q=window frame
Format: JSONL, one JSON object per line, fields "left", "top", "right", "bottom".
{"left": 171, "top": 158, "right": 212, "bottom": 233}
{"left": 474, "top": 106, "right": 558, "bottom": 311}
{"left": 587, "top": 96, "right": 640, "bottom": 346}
* * * * * * *
**Required work**: Your job is to reproduce the listing exactly.

**Response below**:
q=window frame
Format: JSONL, one JSON object per line, fields "left", "top", "right", "bottom".
{"left": 171, "top": 158, "right": 212, "bottom": 233}
{"left": 474, "top": 106, "right": 558, "bottom": 311}
{"left": 587, "top": 96, "right": 640, "bottom": 346}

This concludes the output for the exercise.